(Data excerpts)
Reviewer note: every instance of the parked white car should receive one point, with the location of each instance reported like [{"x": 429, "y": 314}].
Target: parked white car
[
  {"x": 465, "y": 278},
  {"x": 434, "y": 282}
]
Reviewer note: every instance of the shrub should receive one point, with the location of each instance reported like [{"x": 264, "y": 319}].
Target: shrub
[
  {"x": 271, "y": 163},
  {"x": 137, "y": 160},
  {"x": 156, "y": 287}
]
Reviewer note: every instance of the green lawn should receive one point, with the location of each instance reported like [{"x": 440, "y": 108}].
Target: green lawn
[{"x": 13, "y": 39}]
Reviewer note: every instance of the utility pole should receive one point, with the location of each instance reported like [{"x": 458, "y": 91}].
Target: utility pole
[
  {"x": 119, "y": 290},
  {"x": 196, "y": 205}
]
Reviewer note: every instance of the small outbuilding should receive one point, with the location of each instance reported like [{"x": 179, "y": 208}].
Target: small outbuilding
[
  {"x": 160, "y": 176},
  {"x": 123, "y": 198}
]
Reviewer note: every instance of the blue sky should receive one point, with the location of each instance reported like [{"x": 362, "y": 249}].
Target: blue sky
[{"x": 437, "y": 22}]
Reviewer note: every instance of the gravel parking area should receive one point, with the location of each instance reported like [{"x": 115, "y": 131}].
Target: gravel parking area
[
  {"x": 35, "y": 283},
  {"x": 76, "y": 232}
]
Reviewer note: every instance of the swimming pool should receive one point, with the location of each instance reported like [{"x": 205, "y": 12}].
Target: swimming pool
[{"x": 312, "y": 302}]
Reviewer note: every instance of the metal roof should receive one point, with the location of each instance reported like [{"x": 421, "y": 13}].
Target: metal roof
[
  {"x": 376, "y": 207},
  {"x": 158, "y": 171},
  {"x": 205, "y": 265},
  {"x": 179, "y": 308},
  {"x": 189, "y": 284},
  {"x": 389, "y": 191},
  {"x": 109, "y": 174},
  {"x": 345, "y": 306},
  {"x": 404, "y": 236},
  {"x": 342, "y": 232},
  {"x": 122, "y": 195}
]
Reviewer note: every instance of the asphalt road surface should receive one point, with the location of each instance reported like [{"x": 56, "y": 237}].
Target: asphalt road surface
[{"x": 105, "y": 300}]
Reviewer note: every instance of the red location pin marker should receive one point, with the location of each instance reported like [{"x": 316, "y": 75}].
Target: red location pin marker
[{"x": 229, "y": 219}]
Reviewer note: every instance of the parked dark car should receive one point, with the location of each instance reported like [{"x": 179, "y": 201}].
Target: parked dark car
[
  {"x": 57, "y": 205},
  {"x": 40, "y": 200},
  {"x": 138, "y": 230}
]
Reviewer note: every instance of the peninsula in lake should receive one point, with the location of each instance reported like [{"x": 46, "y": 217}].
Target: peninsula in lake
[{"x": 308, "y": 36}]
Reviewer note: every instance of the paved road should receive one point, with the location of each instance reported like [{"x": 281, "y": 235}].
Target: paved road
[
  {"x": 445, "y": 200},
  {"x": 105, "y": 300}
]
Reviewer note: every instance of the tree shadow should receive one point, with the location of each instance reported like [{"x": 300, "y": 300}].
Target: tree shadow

Work instruction
Please print the records above exactly, leaving nothing out.

Output of the exercise
Reviewer note: every instance of the parked white car should receive one point, with the location of each instance reported like [{"x": 429, "y": 314}].
Target: parked white car
[
  {"x": 465, "y": 278},
  {"x": 434, "y": 282}
]
Reviewer note: every instance of the shrub should receive one point, with the location of each instance reported like [{"x": 264, "y": 319}].
Target: shrub
[
  {"x": 271, "y": 163},
  {"x": 137, "y": 160},
  {"x": 156, "y": 287}
]
Reviewer note: every instance of the green lawn should receive one point, with the location of each instance reported like [{"x": 440, "y": 108}].
Target: green lawn
[{"x": 13, "y": 39}]
Reviewer note: every instance of the utility pole should receive one point, with the location of each instance reported like [{"x": 458, "y": 91}].
Target: utility pole
[
  {"x": 119, "y": 290},
  {"x": 196, "y": 205}
]
Reviewer note: every instance of the small outbuilding should receive one point, with the location of each instance reported like [{"x": 179, "y": 208}].
Target: small outbuilding
[
  {"x": 160, "y": 176},
  {"x": 123, "y": 198}
]
Reviewer note: every instance of the blue sky should receive one point, with the location of each instance reported like [{"x": 362, "y": 249}].
Target: blue sky
[{"x": 437, "y": 22}]
Reviewer note: every instance of the gravel parking area should receive one point, with the location of each instance reported like [{"x": 115, "y": 131}].
Target: gravel parking area
[
  {"x": 35, "y": 283},
  {"x": 76, "y": 232}
]
Reviewer note: every instance of the swimming pool should receive one point, with the location of each instance reported like [{"x": 205, "y": 12}].
Target: swimming pool
[{"x": 312, "y": 302}]
Reviewer note: every instance of the metal roof should receive one point, with the location of each instance reported like [{"x": 421, "y": 13}].
Target: metal roof
[
  {"x": 376, "y": 207},
  {"x": 158, "y": 171},
  {"x": 205, "y": 265},
  {"x": 179, "y": 308},
  {"x": 189, "y": 284},
  {"x": 389, "y": 191},
  {"x": 109, "y": 174},
  {"x": 345, "y": 306},
  {"x": 404, "y": 236},
  {"x": 342, "y": 232},
  {"x": 122, "y": 195}
]
Reviewer note: every instance of the asphalt road surface should receive one point, with the location of each instance reported like [{"x": 56, "y": 237}].
Target: asphalt road surface
[{"x": 105, "y": 300}]
Reviewer note: every instance of the red location pin marker should receive one point, with the location of each instance reported like [{"x": 316, "y": 75}].
Target: red location pin marker
[{"x": 229, "y": 219}]
Reviewer note: every instance of the parked dark car should receive one point, with the location of each instance reported like [{"x": 179, "y": 201}].
Target: parked dark car
[
  {"x": 57, "y": 205},
  {"x": 40, "y": 200},
  {"x": 138, "y": 230}
]
Reviewer note: every instance of the peninsula in lake should receive one point, with the location of each instance reported like [{"x": 46, "y": 217}].
Target: peninsula in lake
[{"x": 308, "y": 36}]
Reviewer note: every instance of the paved road should receive one point, with the location of each instance reported like [{"x": 281, "y": 235}].
Target: paved road
[
  {"x": 445, "y": 200},
  {"x": 105, "y": 300}
]
Reviewer note: every instance of the tree shadow should receive one point, with the location of each instance reported like [{"x": 300, "y": 300}].
Target: tree shadow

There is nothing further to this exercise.